Short exercise: Copy out the final stretch of the listing: the line that contains "Every instance of the burnt" and all lines after it, exactly as they appear.

(Rows from a pointing dataset)
+-------+

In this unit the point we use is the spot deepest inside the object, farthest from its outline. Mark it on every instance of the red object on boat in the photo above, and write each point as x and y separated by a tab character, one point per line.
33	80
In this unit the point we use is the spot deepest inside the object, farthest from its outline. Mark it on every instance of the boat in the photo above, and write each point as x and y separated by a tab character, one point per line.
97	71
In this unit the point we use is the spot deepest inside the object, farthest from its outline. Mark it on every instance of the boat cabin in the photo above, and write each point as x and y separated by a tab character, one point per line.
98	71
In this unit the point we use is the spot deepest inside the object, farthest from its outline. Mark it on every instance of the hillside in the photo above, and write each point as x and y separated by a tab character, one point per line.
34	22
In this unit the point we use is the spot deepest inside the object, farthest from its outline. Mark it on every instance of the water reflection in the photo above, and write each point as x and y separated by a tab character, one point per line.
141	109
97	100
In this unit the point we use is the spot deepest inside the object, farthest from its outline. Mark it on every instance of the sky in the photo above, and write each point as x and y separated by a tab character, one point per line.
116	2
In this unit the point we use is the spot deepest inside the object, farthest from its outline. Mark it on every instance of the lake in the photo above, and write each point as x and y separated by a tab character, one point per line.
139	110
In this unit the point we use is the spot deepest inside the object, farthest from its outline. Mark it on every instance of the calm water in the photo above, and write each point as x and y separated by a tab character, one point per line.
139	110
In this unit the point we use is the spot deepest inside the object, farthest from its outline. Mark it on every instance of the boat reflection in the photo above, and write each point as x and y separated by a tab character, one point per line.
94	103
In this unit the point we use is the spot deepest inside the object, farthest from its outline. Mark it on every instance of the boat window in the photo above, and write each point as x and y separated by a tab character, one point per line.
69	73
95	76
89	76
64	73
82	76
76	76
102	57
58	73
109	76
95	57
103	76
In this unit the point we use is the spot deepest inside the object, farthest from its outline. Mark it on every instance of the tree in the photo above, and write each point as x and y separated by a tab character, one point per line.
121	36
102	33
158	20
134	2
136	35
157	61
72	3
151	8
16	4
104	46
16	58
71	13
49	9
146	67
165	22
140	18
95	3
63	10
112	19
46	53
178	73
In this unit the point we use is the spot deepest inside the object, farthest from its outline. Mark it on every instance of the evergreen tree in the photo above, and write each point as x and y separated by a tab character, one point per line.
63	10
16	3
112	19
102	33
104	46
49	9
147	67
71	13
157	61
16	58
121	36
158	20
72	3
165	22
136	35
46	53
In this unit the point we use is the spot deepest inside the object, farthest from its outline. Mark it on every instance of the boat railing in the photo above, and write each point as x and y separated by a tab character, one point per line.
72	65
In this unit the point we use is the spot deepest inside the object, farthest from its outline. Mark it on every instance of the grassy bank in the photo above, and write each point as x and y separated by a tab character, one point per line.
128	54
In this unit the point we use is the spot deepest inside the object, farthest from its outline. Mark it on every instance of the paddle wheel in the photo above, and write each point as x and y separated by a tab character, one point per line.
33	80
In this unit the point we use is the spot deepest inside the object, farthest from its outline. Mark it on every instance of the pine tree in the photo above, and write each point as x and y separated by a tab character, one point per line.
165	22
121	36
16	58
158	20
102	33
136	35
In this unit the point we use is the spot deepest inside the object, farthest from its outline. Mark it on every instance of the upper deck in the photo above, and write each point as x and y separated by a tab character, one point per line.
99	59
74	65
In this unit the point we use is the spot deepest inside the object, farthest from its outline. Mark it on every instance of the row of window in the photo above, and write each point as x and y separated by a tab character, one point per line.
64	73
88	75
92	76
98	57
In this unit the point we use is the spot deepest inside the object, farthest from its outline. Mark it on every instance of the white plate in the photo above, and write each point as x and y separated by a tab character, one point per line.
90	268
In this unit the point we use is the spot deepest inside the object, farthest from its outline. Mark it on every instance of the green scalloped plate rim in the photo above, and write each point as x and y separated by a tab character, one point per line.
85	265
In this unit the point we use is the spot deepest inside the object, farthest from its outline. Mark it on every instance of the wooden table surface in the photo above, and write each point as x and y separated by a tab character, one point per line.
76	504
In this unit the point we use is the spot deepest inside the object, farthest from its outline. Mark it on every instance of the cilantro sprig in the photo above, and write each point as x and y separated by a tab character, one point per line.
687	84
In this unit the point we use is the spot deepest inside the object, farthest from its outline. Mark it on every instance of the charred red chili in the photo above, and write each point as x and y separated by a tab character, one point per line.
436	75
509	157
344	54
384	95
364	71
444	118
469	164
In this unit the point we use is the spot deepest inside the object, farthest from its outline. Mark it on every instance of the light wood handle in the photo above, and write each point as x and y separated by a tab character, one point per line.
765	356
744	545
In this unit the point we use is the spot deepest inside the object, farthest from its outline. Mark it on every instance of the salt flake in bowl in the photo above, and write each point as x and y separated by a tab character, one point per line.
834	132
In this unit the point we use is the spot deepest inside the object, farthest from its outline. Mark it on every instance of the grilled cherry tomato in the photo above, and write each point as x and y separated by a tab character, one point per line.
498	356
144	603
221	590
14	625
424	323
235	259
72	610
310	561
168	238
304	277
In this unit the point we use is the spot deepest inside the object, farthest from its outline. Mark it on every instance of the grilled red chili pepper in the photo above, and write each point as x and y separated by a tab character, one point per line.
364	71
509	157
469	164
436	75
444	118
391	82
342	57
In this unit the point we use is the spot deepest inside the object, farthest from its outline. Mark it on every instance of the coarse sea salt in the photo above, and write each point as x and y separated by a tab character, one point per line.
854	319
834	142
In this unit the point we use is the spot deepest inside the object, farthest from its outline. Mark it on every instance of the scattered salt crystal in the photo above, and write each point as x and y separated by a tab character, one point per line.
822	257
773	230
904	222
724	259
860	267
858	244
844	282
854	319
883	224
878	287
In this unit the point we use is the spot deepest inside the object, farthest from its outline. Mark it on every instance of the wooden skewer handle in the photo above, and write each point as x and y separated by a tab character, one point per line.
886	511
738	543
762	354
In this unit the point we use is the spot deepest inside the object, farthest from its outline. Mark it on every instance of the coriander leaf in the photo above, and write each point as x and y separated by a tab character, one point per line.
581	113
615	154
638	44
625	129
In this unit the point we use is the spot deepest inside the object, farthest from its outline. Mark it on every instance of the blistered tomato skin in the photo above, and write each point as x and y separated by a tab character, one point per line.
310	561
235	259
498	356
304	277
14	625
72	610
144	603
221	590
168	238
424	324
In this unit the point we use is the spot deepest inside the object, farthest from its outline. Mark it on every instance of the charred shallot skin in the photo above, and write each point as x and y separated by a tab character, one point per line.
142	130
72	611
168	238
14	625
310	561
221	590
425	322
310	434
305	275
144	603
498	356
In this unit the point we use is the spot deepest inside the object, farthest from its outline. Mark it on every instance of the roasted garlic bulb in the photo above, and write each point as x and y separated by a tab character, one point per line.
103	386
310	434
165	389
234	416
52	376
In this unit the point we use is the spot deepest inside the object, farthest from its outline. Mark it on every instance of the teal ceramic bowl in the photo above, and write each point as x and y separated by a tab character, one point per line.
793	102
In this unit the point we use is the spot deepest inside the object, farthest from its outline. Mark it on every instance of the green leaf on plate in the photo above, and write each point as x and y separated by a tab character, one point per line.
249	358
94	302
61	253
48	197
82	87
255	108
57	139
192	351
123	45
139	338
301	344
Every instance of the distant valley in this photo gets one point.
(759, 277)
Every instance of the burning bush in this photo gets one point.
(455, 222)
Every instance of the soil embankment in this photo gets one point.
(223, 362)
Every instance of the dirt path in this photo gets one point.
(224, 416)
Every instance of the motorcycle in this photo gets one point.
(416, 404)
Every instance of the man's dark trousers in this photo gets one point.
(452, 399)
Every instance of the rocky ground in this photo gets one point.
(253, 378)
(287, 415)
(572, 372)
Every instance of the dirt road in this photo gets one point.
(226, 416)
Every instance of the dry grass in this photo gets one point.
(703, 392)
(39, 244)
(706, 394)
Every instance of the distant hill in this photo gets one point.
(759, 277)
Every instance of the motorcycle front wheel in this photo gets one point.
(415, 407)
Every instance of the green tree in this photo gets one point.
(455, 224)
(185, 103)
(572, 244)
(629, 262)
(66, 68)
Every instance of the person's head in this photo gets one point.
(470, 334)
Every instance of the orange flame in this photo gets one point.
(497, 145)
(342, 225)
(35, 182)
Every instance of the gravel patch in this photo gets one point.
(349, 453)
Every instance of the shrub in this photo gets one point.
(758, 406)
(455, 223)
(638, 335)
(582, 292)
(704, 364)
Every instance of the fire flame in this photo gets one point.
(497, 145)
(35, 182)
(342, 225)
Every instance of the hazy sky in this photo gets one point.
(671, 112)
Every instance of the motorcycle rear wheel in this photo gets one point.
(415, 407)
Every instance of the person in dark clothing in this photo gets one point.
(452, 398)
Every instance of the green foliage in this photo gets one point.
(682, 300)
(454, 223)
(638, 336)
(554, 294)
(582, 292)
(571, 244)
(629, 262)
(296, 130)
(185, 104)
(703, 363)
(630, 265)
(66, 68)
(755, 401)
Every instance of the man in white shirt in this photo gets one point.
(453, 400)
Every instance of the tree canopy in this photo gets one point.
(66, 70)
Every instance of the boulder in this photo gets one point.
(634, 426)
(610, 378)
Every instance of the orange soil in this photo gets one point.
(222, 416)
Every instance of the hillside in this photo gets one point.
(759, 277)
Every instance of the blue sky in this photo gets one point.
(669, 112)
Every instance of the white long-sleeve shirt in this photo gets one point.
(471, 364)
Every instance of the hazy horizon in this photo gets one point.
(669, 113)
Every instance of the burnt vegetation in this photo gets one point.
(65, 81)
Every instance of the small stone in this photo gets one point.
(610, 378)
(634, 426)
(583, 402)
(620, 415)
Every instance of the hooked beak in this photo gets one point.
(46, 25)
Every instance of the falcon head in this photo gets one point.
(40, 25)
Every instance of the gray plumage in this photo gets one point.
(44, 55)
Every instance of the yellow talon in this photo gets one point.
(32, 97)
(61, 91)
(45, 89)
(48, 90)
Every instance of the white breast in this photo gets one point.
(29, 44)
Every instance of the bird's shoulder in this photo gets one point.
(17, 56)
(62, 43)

+-------+

Response below:
Every instance of the burnt vegetation in this photo gets one point.
(65, 81)
Every instance of the small stone in this photo gets one point.
(610, 378)
(634, 426)
(583, 402)
(620, 415)
Every instance of the hooked beak in this photo gets one point.
(46, 25)
Every instance of the falcon head in this photo gets one point.
(40, 25)
Every instance of the gray plumage in this photo gets one point.
(44, 55)
Every instance of the yellow talon in this photo gets one point.
(32, 97)
(61, 91)
(45, 89)
(48, 90)
Every instance of the white breast in this photo gets one point.
(29, 44)
Every instance of the bird's shoulder in this photo gets one point.
(17, 56)
(62, 43)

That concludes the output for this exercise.